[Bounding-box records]
────────────────
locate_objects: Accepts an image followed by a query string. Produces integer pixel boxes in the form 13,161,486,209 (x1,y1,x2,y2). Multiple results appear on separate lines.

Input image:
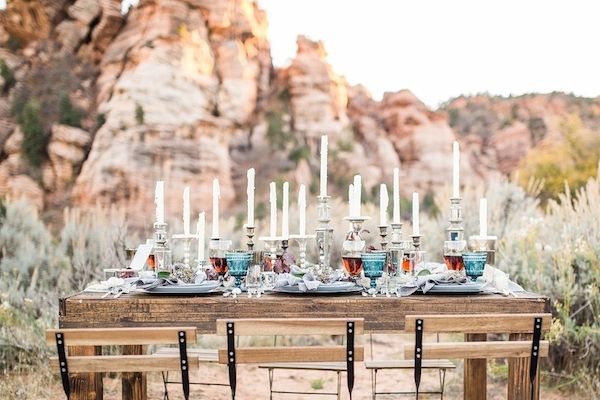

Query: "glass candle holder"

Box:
462,251,488,281
342,240,365,277
208,239,231,276
444,240,467,271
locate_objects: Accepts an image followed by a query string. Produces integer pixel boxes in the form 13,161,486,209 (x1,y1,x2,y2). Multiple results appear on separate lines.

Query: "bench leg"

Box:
121,346,147,400
69,346,104,400
269,368,274,400
464,333,487,400
161,371,169,400
508,333,540,400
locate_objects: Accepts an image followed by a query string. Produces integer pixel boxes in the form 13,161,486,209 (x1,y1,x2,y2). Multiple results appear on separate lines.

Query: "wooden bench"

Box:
46,327,199,400
217,318,364,399
404,314,552,399
258,362,346,400
155,347,229,400
365,360,456,400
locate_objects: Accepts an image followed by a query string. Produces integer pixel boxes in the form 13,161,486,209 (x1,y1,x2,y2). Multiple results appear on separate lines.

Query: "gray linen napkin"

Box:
400,272,467,296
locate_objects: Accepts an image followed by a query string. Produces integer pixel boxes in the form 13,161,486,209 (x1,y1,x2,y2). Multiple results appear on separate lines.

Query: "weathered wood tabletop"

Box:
59,293,550,400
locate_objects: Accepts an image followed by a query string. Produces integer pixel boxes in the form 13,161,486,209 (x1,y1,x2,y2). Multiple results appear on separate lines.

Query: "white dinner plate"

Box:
142,281,223,295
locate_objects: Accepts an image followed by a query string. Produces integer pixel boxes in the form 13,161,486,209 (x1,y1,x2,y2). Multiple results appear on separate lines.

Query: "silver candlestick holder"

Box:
290,235,315,268
379,225,388,250
258,236,281,268
315,196,333,269
246,226,256,251
344,217,371,237
152,222,172,277
173,233,198,267
446,197,465,241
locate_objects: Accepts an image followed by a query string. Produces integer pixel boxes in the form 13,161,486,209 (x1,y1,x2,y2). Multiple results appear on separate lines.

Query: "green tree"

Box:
17,99,48,167
58,92,83,128
519,115,600,203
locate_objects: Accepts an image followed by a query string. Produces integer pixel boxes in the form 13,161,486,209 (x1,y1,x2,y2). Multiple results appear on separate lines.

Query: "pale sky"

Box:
0,0,600,107
259,0,600,107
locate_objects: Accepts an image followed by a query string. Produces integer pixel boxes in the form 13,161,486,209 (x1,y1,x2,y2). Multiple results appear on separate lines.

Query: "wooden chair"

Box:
217,318,364,399
404,314,552,400
46,327,199,400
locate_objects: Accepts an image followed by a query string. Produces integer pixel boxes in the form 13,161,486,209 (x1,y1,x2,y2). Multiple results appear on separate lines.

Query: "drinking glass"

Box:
444,240,467,271
208,239,231,276
244,264,262,296
462,251,488,281
225,251,252,288
361,251,389,288
342,240,365,277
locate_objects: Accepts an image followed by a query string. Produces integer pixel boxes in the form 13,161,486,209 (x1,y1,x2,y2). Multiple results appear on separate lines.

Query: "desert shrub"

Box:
6,35,23,53
59,207,127,290
0,201,68,372
58,92,83,128
0,58,17,94
519,115,600,202
16,98,48,167
135,104,144,125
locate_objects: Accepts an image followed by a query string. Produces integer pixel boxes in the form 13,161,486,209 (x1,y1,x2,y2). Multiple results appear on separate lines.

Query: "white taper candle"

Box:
319,135,328,196
154,181,165,224
413,192,421,236
196,211,206,261
479,198,487,237
392,168,400,224
379,183,390,226
269,182,277,237
452,141,460,199
246,168,256,227
212,178,221,239
353,175,362,217
183,186,190,235
281,182,290,239
298,185,306,236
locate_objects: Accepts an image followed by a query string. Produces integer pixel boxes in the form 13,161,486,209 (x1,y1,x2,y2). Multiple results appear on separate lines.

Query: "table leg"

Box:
508,333,540,400
69,346,103,400
121,346,147,400
464,333,487,400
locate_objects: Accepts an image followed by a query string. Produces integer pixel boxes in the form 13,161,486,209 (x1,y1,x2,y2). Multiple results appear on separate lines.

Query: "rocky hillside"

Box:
0,0,600,223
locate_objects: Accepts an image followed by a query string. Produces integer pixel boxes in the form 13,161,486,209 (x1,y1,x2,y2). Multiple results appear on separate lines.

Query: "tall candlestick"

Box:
269,182,277,237
352,175,362,217
479,198,487,237
246,168,255,227
392,168,400,224
348,183,354,232
281,182,290,240
196,211,206,262
320,135,327,196
212,178,221,239
413,192,421,236
452,141,460,199
298,185,306,236
154,181,165,224
183,186,190,235
379,183,390,226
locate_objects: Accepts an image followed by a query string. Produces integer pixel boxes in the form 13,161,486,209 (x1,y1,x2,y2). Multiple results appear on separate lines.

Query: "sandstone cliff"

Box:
0,0,600,226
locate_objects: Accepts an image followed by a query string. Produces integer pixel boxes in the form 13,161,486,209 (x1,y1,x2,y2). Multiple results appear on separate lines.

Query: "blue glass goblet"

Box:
361,251,387,288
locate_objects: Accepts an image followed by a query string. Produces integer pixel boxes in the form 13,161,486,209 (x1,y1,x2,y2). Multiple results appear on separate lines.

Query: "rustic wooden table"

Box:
59,293,550,400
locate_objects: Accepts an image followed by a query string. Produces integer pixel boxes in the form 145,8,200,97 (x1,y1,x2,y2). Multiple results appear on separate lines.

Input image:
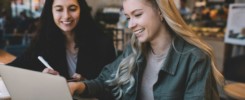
────────────────
What you should do: Rewrite every line of the rows above as a numbered list, omitting blank lines. Leave the pictures out of the answer.

Correct output:
1. locate_objects: Accepts an image followed by a query string. Produces integer pixel boxes in the form 13,161,486,209 (x1,y1,x2,y2). Multiple results appear on separate lines.
2. Input image:
3. Query: "glass candle holder"
4. Box:
5. 462,251,488,281
6. 342,240,365,277
7. 208,239,231,276
8. 444,240,467,271
9. locate_objects: Accepts an image followed by a query string. Produces integer pixel boxes in the form 13,161,486,209 (x1,y1,x2,y2). Multiple results appear on separate lines.
10. Query: "bench leg"
11. Box:
12. 121,346,147,400
13. 69,346,104,400
14. 269,368,274,400
15. 464,333,487,400
16. 161,371,169,400
17. 508,333,540,400
18. locate_objects: Accepts an image followed by a query string. Produces integer pixel boxes in the form 13,161,486,209 (x1,y1,x2,y2). Multiple results appear on separate lines.
19. Query: "wooden bench"
20. Box:
21. 46,327,199,400
22. 217,318,364,399
23. 404,314,552,399
24. 258,362,346,400
25. 155,347,229,400
26. 365,360,456,400
27. locate_objects: Accepts an image followed by a query string. Produces integer pixel boxes in the form 13,161,486,209 (x1,y1,x2,y2). Multiple results appear on separate lines.
28. Query: "gray linen napkin"
29. Box:
30. 400,272,467,296
31. locate_objects: Accepts an image followed by a query string. Produces integer pixel boxes in the form 13,161,486,209 (x1,y1,x2,y2). Multiple results appear on separate lines.
32. Query: "weathered wood tabletop"
33. Box:
34. 59,293,550,400
35. locate_objects: Accepts an image followed by a query string. Produces integer pixel boxes in the form 13,161,486,209 (x1,y1,x2,y2). Multiple results appear on separate lines.
36. Query: "white dinner plate"
37. Box:
38. 142,281,223,295
39. locate_objects: Accepts an image followed by a query string. Produces integer pixel boxes in the form 13,161,486,209 (x1,y1,x2,y2). Multiple results appear on separate lines.
40. Query: "silver candlestick holder"
41. Box:
42. 290,235,315,268
43. 379,225,388,250
44. 258,236,281,268
45. 315,196,333,269
46. 246,226,256,251
47. 344,217,371,237
48. 152,222,172,277
49. 173,233,198,267
50. 446,197,465,241
51. locate_objects: Accepts an image followed by a query string. Produces integer pixel boxes in the form 13,161,486,209 (x1,y1,x2,y2). Multiple results appear on separate lines.
52. Query: "green tree"
53. Box:
54. 17,99,48,167
55. 58,92,83,128
56. 519,115,600,203
57. locate_objects: Accepts an image followed by a query string. Produces integer pixel boxes in the form 13,161,486,209 (x1,y1,x2,y2). Multiple results appear on separate lines.
58. Query: "pale sky"
59. Box:
60. 0,0,600,107
61. 259,0,600,107
62. locate_objects: Accepts an image followed by a query string. Produces integer pixel boxes in the form 13,161,486,209 (x1,y1,x2,y2). Multiple results appear on separate lines.
63. Query: "wooden chair"
64. Box:
65. 217,318,364,399
66. 404,314,552,400
67. 46,327,199,400
68. locate_objects: Accepts an image followed by a query string. Produces integer pixel boxes in the form 13,161,486,209 (x1,y1,x2,y2). Multiple results appear on separate lines.
69. Query: "drinking glass"
70. Box:
71. 444,240,467,271
72. 208,239,231,276
73. 244,264,262,296
74. 462,251,488,281
75. 225,251,252,288
76. 361,251,389,288
77. 342,240,365,277
78. locate_objects: Accepts an image followed by a query string. Produces integer pixel boxes in the form 13,161,486,209 (x1,y1,x2,y2). Multiple results appear on separate lines.
79. Query: "desert shrub"
80. Box:
81. 6,35,23,53
82. 59,207,127,290
83. 0,201,68,372
84. 58,92,83,128
85. 0,58,17,94
86. 519,115,600,202
87. 16,98,48,167
88. 135,104,144,125
89. locate_objects: Accepts an image followed by a query string. Produces integer pixel boxes in the form 13,161,486,209 (x1,y1,x2,y2). Multiple results appear on separate lines.
90. Query: "white taper candle"
91. Box:
92. 319,135,328,196
93. 154,181,165,224
94. 413,192,421,236
95. 196,211,206,261
96. 479,198,487,237
97. 392,168,400,224
98. 379,183,390,226
99. 269,182,277,237
100. 452,141,460,199
101. 246,168,256,227
102. 212,178,221,239
103. 353,175,362,217
104. 183,186,190,235
105. 281,182,290,239
106. 298,185,306,236
107. locate_objects: Accepts an image followed by a query string. Produces integer pixel boxes in the form 13,161,486,209 (x1,y1,x2,y2). Multiple results appear on separate lines.
108. Query: "table leg"
109. Box:
110. 508,333,540,400
111. 69,346,103,400
112. 121,346,147,400
113. 464,333,487,400
114. locate_objects: Accepts an image followed by a query string. Produces integer pixel boxes in the form 13,161,486,209 (x1,y1,x2,y2). Multiple results appear on separate lines.
115. Query: "rocky hillside"
116. Box:
117. 0,0,600,223
118. locate_objects: Accepts an image followed by a query string. Produces integer pixel boxes in the form 13,161,486,209 (x1,y1,x2,y2). Multiple results appear on separate lines.
119. Query: "tall candlestick"
120. Box:
121. 269,182,277,237
122. 352,175,362,217
123. 479,198,487,237
124. 246,168,255,227
125. 392,168,400,224
126. 348,183,354,232
127. 281,182,290,240
128. 196,211,206,262
129. 320,135,327,196
130. 212,178,221,239
131. 413,192,421,236
132. 452,141,460,199
133. 298,185,306,236
134. 154,181,165,224
135. 183,186,190,235
136. 379,183,390,226
137. locate_objects: Accepts an image followed by a query string. Produces integer pixel boxes in the form 13,161,486,209 (x1,y1,x2,y2). Multiple results appear on separate lines.
138. Query: "sandstone cliff"
139. Box:
140. 0,0,600,226
141. locate_objects: Accepts an image followed by a query string. Produces integer pixel boxes in the form 13,161,486,209 (x1,y1,x2,y2). Multiple results appear on separate lines.
142. Query: "blue glass goblet"
143. Box:
144. 361,251,387,288
145. locate_objects: Accepts an image followed by a query string. Produces integer pixel boxes in the form 13,161,486,209 (x1,y1,x2,y2). Multiple results appear on separate lines.
146. Query: "rustic wooden table"
147. Box:
148. 59,293,550,400
149. locate_objects: Accepts an image followed by a query string. Produces integer pixel boxes in the form 145,8,200,97 (x1,y1,x2,y2). Multiple results appear on separate lines.
150. Input image:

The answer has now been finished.